_Problem statement_. Substitute "dented metal panel" for "torn metal panel" throughout the stretch of entries below from the line containing "Put a dot on the woman with" through the line containing "<point>99,85</point>", and reproduce only that stretch with nothing else changed. Omit the pictures.

_Entries_.
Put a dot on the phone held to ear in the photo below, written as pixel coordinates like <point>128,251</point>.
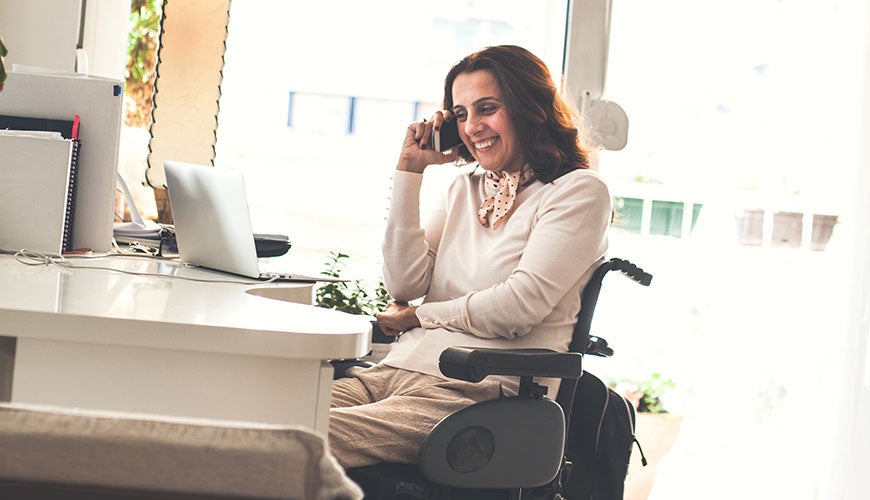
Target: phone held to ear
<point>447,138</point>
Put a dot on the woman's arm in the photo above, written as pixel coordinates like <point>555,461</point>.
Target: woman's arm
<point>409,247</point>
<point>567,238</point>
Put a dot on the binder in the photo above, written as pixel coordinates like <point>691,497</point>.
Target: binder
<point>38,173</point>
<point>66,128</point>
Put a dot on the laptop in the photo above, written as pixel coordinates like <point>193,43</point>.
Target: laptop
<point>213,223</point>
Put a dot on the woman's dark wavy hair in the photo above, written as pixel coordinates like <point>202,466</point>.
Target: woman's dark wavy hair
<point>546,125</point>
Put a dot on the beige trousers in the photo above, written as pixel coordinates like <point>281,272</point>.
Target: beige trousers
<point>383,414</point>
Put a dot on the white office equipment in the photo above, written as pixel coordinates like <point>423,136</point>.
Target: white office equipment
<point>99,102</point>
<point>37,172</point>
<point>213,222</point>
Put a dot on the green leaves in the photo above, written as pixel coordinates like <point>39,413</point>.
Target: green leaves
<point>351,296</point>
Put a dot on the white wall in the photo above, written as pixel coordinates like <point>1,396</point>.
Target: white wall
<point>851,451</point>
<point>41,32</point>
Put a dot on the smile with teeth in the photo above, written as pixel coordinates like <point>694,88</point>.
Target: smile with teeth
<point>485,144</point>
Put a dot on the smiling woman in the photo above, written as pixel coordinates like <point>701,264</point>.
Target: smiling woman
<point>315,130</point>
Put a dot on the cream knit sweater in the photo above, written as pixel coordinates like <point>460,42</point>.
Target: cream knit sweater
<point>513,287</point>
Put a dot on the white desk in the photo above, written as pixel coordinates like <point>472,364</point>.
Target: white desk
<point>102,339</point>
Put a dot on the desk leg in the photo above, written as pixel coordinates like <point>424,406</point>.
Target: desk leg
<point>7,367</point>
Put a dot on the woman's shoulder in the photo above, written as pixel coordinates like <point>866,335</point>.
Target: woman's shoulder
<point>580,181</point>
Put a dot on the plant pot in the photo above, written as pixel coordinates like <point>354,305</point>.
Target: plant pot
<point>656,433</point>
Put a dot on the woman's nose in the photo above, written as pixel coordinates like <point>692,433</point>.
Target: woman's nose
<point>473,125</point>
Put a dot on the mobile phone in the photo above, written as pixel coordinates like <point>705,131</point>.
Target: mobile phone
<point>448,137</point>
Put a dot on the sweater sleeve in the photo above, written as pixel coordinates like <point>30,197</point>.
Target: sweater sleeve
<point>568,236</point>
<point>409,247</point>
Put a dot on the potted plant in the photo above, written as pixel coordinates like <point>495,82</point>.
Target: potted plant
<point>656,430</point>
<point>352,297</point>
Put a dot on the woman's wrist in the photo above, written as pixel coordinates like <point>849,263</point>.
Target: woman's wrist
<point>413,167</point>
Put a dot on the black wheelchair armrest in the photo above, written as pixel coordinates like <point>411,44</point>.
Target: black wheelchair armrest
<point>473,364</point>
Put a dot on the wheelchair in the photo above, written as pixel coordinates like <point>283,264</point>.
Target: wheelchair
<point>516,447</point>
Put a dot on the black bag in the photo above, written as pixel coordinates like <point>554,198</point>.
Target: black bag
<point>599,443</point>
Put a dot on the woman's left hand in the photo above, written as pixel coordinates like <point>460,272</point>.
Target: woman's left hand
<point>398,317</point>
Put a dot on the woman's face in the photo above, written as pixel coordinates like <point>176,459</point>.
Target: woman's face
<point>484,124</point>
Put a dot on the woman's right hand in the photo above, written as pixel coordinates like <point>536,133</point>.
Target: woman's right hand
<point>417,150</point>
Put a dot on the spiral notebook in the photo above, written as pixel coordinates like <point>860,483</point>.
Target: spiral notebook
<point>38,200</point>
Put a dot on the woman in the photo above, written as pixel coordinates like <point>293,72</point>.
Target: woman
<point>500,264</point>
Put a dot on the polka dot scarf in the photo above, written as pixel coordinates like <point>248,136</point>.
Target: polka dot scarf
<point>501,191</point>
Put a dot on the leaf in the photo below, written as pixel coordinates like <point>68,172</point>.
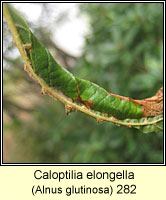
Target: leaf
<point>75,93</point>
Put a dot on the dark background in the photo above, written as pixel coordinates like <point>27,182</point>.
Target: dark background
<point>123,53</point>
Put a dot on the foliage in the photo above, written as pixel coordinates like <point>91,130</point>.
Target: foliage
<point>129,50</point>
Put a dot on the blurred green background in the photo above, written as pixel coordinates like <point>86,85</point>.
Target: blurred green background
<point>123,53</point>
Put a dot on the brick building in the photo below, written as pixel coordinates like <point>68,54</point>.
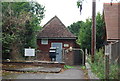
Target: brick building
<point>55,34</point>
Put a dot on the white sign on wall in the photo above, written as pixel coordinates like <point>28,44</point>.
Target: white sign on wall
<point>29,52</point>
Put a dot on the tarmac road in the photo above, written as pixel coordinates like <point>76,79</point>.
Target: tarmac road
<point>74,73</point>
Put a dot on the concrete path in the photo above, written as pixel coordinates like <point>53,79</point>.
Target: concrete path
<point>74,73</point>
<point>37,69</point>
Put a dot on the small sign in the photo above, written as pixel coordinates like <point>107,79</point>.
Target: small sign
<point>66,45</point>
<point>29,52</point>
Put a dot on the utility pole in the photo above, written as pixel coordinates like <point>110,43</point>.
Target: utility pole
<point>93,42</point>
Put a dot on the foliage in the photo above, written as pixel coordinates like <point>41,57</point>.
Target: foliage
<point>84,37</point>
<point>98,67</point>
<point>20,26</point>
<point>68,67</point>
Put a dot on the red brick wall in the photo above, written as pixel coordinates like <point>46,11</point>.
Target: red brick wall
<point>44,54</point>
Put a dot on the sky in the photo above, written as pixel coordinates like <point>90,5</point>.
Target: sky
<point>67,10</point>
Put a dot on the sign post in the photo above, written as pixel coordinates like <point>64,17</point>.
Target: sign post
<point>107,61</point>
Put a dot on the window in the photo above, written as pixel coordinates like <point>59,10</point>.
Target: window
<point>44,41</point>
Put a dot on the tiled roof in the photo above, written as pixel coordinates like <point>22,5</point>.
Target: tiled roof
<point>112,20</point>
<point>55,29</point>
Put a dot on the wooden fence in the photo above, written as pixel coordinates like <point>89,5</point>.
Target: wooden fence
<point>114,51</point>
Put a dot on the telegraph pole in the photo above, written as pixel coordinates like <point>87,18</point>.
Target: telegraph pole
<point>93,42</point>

* * *

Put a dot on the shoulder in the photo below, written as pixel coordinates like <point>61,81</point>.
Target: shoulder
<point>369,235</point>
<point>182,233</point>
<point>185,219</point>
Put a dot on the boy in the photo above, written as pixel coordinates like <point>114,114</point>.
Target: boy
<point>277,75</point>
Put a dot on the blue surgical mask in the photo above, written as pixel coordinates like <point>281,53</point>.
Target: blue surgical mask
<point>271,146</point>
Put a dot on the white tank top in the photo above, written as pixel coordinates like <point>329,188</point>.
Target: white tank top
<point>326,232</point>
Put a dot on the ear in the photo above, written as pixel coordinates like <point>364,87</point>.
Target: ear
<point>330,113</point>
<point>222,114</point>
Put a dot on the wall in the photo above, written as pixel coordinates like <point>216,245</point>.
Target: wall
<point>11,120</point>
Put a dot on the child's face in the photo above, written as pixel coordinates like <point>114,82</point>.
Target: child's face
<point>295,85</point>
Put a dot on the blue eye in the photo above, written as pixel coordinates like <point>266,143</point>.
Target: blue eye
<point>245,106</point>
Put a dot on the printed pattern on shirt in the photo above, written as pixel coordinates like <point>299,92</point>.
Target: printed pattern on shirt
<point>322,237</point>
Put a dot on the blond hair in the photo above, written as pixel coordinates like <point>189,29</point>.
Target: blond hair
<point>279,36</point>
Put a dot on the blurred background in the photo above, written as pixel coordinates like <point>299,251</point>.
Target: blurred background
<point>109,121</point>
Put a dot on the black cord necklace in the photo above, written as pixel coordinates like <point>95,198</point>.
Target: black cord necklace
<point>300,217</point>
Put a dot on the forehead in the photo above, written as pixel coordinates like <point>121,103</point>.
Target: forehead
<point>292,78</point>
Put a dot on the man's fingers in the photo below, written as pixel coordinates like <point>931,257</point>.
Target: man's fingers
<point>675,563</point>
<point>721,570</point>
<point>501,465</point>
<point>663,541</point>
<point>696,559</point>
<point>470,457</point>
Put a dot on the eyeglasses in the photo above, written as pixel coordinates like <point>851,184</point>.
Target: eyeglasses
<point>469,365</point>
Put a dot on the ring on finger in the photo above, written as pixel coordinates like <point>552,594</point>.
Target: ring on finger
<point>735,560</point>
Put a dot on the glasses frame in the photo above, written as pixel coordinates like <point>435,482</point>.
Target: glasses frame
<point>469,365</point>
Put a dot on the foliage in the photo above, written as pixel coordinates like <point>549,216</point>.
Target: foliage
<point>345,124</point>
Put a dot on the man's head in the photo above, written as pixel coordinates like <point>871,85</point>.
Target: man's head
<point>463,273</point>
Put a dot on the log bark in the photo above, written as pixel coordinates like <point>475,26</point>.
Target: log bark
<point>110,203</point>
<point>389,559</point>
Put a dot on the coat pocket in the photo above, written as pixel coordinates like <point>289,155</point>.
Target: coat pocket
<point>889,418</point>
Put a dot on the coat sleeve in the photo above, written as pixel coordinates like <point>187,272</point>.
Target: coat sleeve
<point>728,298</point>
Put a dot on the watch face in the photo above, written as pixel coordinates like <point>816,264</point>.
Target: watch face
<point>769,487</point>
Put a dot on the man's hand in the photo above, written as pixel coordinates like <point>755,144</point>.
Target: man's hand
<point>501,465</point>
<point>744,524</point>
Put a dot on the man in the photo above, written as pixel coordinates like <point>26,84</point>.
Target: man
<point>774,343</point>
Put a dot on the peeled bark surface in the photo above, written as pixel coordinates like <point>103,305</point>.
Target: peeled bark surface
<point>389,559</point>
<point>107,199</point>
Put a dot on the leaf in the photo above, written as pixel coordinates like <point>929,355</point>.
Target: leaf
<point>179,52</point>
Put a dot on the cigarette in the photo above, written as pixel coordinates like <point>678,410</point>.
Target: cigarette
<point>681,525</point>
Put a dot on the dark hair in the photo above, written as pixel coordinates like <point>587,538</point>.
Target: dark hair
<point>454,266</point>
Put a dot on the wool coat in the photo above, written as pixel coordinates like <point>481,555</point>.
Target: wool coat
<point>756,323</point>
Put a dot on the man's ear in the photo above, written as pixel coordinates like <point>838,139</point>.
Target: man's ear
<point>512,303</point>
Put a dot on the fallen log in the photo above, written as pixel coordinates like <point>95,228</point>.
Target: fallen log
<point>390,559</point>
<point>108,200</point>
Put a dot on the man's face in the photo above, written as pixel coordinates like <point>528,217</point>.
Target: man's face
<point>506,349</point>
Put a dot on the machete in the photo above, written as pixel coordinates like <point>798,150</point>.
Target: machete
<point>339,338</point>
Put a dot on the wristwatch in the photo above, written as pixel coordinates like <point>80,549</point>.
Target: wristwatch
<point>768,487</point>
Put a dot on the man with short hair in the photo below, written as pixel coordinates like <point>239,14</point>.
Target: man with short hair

...

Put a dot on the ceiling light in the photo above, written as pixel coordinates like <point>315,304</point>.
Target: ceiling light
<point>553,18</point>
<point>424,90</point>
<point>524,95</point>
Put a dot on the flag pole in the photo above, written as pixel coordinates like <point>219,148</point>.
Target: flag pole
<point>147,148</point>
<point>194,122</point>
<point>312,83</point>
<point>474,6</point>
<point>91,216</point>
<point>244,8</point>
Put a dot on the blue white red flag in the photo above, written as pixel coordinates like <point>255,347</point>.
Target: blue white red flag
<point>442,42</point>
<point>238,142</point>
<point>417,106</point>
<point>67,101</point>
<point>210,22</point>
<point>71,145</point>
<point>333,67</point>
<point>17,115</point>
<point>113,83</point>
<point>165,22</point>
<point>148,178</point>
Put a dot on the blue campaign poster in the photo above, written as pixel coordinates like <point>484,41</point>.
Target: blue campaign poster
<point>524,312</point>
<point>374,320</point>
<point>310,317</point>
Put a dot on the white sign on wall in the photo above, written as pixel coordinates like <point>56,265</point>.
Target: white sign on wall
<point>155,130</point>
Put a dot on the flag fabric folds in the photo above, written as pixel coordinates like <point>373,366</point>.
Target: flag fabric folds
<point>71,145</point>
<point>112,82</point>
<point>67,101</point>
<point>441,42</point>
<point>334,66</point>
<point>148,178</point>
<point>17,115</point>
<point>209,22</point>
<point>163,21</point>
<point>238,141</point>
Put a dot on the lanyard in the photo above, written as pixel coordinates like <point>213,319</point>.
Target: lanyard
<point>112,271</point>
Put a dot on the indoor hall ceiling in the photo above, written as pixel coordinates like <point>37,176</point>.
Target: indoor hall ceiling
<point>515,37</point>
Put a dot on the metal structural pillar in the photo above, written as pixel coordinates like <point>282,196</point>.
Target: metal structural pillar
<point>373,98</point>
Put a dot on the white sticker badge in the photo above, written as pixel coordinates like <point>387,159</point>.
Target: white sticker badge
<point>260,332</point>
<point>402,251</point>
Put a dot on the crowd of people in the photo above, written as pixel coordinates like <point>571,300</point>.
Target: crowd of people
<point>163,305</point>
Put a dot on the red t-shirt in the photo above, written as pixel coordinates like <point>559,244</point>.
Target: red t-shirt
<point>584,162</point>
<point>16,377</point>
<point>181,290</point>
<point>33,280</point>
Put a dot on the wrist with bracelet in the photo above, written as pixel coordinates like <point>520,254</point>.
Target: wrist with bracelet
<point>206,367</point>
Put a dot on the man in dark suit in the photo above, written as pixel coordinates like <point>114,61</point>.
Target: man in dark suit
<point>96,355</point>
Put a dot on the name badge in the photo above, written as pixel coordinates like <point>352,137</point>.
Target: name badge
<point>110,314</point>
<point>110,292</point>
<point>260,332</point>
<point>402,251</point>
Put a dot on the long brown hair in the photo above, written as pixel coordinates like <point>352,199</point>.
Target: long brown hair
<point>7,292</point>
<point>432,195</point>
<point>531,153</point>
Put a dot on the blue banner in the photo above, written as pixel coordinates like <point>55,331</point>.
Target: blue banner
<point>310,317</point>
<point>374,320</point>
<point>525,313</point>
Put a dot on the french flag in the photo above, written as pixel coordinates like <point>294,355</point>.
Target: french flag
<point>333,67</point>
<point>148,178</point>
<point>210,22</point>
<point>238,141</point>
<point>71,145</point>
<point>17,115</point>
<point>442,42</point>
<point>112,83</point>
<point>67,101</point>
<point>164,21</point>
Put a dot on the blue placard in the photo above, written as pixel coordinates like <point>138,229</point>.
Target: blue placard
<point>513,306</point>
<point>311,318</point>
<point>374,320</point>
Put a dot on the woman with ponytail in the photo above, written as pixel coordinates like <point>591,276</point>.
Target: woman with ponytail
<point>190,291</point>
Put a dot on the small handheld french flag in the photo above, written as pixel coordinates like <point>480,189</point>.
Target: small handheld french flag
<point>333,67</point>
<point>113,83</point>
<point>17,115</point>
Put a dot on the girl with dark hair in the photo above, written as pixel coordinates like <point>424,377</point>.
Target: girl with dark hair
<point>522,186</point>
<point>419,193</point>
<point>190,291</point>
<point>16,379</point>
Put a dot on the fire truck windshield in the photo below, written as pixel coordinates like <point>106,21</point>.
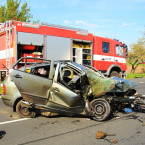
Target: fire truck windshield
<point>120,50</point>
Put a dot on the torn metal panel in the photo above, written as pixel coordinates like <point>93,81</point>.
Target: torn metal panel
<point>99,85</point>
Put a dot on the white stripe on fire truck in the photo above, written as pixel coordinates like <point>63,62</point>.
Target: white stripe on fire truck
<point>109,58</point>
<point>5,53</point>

_Solution to the exercise_.
Put a dot on the woman with ponytail in the photo above, written as pixel coordinates like <point>591,276</point>.
Target: woman with ponytail
<point>190,291</point>
Put a dot on the small handheld french flag in the photo above, written as pixel coordinates like <point>480,189</point>.
Target: small handheld french flag
<point>333,67</point>
<point>113,83</point>
<point>17,115</point>
Put a dot on the girl with dark hair in the photo above, written as pixel coordinates like <point>424,377</point>.
Target: girl with dark hair
<point>522,186</point>
<point>419,193</point>
<point>190,291</point>
<point>16,379</point>
Put a dot on the fire truck windshield in the photo below, written as pixel coordinates like <point>106,21</point>.
Target: fire truck windshield
<point>120,50</point>
Put a dot on the dented metal panel in the photo above, written as pixel coordinates like <point>93,81</point>.
Target: dented metal panel
<point>99,85</point>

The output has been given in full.